(Data excerpts)
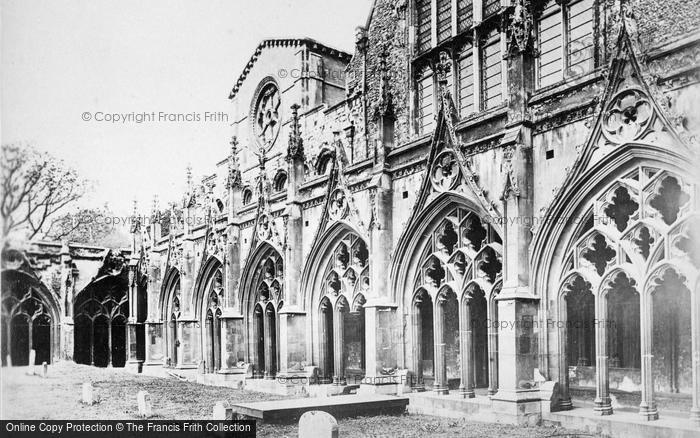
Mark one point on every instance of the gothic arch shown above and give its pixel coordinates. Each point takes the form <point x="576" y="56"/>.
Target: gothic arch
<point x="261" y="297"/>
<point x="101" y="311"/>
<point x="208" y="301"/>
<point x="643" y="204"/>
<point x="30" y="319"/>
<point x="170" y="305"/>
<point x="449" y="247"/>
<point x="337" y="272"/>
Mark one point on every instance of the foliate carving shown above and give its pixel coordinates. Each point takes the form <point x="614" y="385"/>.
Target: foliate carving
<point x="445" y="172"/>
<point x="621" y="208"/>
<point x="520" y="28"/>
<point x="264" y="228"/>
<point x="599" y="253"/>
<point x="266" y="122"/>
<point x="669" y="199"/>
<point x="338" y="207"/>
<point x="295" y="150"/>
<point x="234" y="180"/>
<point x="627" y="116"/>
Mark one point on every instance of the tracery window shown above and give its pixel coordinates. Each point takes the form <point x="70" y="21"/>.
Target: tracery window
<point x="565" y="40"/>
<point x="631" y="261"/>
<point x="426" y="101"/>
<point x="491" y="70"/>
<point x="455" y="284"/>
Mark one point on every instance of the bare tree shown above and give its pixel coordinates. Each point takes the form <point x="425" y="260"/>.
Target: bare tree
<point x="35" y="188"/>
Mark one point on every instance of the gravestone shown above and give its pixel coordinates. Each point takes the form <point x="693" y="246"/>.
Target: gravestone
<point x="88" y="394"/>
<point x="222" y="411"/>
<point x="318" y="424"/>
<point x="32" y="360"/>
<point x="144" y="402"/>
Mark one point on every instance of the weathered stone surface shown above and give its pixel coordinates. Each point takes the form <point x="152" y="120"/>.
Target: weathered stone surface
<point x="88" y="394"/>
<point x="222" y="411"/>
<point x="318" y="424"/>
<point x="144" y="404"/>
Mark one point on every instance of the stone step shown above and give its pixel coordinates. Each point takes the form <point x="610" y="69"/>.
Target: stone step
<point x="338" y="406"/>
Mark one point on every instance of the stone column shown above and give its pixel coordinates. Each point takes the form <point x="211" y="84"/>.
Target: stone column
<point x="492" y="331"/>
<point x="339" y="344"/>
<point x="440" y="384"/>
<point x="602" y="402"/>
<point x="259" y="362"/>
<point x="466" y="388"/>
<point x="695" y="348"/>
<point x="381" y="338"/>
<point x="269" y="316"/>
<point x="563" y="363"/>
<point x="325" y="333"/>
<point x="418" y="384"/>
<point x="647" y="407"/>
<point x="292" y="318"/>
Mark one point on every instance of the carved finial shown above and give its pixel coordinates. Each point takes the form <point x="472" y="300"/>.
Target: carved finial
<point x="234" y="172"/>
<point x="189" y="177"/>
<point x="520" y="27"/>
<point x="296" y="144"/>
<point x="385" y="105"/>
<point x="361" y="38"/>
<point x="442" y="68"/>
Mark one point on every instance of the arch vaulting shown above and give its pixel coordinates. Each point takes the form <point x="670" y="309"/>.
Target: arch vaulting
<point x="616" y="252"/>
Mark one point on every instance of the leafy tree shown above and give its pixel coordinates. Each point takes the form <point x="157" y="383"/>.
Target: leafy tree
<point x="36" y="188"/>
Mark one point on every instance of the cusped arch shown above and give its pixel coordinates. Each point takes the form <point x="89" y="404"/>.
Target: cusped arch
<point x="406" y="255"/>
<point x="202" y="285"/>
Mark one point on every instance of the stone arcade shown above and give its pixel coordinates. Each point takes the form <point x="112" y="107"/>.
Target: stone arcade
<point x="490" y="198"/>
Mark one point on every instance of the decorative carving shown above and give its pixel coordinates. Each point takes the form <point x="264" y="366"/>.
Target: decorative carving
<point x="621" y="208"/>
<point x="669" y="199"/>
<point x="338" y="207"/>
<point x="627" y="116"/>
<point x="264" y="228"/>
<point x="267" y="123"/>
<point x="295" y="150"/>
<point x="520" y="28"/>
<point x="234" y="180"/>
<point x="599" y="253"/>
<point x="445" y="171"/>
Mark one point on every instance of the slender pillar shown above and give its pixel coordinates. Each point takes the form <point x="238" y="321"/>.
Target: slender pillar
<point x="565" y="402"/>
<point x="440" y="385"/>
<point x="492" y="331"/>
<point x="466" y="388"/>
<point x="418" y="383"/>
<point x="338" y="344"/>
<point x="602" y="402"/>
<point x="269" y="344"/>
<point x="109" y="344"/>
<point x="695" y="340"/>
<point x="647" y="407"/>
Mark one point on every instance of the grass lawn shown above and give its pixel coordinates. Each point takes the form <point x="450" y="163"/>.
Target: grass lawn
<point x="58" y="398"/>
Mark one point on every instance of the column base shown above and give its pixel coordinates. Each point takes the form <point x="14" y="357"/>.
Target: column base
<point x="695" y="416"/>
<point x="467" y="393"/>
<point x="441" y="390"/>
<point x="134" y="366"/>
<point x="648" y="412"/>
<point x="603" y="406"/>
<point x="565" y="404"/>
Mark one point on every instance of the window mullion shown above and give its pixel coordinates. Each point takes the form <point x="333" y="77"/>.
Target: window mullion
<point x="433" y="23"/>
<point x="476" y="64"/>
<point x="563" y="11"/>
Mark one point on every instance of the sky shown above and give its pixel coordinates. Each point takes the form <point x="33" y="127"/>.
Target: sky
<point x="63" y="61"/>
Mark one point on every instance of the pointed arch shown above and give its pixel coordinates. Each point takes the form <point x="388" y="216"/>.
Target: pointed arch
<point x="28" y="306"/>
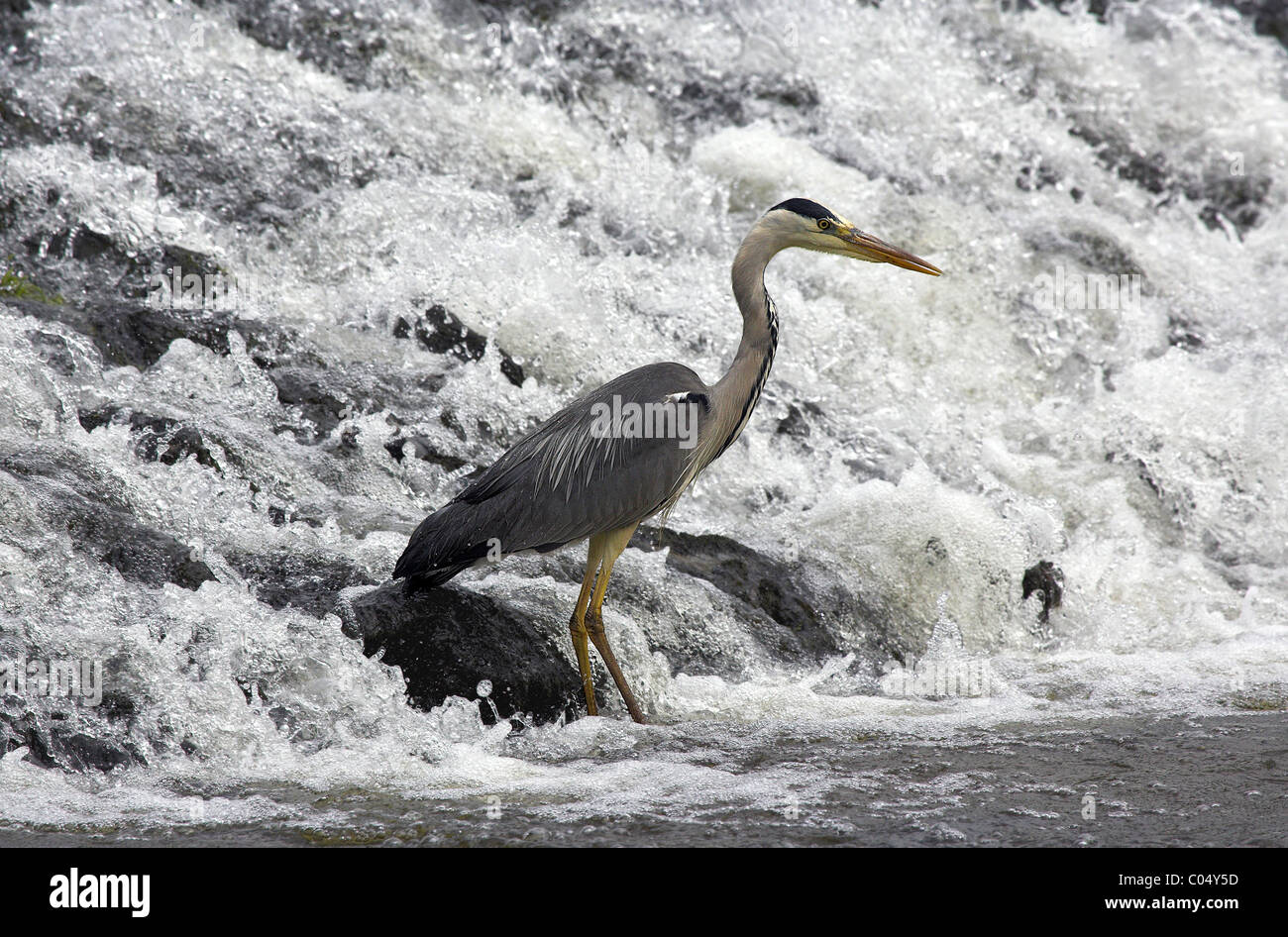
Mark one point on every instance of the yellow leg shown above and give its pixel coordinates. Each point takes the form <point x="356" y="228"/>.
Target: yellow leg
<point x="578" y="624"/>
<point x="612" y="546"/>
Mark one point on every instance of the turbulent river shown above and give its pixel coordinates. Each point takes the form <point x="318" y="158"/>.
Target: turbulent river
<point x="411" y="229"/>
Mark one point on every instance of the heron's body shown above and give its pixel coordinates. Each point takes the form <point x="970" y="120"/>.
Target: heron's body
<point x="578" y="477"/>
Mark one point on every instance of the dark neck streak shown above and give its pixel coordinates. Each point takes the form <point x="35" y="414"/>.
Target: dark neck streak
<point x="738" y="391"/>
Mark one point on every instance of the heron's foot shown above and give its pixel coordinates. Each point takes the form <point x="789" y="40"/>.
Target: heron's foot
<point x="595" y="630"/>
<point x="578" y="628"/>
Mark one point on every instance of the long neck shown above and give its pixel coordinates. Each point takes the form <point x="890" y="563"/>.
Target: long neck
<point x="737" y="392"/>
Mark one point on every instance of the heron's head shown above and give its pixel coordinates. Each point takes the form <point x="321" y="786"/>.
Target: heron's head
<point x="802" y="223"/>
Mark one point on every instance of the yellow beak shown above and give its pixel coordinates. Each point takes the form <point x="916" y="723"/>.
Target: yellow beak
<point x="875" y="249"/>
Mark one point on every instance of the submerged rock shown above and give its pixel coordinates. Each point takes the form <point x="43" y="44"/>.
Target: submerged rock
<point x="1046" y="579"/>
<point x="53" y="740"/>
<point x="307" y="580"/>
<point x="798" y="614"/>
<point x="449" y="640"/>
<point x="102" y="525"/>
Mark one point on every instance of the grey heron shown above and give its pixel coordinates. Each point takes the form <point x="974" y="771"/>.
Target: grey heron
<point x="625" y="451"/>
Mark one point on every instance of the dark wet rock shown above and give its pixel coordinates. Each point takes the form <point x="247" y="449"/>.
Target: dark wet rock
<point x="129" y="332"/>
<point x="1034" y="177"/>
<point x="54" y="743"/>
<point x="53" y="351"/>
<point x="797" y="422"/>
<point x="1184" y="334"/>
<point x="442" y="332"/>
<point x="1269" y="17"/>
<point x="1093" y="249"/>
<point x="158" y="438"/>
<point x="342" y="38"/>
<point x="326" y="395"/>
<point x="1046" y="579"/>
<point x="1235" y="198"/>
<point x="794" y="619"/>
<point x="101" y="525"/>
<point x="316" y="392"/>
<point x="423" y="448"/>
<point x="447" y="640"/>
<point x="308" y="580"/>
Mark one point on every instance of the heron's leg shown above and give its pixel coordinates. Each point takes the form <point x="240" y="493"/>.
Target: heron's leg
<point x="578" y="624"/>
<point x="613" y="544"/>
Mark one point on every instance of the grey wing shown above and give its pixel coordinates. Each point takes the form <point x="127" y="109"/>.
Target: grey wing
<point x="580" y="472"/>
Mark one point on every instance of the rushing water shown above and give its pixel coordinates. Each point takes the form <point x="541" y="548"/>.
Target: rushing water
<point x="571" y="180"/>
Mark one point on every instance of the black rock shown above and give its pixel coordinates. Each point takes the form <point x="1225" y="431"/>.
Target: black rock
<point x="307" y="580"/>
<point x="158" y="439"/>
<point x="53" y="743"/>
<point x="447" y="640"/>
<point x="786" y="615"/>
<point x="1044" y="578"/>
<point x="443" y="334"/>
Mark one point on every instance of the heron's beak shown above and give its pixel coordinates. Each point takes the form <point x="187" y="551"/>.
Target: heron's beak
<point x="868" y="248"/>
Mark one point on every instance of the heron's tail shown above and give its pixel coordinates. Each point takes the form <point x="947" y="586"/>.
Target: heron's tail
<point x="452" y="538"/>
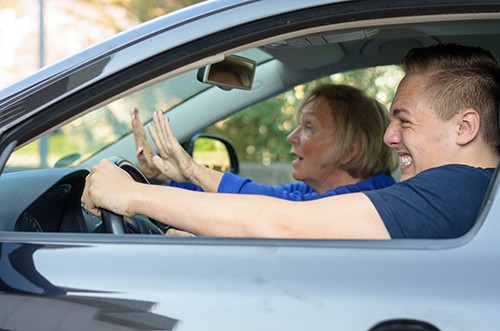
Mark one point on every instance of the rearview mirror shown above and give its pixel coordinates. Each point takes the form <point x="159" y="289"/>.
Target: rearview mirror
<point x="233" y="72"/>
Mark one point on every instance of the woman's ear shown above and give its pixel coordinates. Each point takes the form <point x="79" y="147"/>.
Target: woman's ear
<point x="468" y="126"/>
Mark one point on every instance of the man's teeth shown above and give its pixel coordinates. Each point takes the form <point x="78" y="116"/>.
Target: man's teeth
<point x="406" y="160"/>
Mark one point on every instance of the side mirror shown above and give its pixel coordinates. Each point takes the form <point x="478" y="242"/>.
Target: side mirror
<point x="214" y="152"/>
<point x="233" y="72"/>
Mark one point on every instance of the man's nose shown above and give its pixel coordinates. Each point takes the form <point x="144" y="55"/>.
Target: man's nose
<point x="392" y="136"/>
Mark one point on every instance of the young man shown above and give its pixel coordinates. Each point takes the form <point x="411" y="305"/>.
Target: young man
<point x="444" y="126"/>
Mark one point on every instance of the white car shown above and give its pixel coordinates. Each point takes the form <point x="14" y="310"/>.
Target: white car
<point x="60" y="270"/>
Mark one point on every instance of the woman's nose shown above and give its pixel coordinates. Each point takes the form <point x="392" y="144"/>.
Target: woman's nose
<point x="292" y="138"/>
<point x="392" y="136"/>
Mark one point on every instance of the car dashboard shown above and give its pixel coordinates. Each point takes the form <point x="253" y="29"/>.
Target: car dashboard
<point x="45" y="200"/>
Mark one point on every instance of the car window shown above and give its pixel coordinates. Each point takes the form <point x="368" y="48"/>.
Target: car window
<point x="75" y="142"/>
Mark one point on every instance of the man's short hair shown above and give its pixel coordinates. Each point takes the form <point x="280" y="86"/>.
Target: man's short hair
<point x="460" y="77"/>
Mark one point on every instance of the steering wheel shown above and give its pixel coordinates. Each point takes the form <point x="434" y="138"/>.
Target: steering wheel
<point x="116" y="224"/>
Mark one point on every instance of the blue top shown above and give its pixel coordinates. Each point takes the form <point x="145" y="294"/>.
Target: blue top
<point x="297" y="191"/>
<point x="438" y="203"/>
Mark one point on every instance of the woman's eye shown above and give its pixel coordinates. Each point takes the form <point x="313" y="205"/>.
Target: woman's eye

- [Problem to solve]:
Using the entries shown above, reproduce verbatim the lines from the line bearing "Target: grey heron" to the line bearing "Mark one point on every instance of the dark wet", inclusive.

- [Task solution]:
Target: grey heron
<point x="625" y="451"/>
Mark one point on every instance of the dark wet rock shown above and give its pixel coordinates. Each point takes the form <point x="247" y="449"/>.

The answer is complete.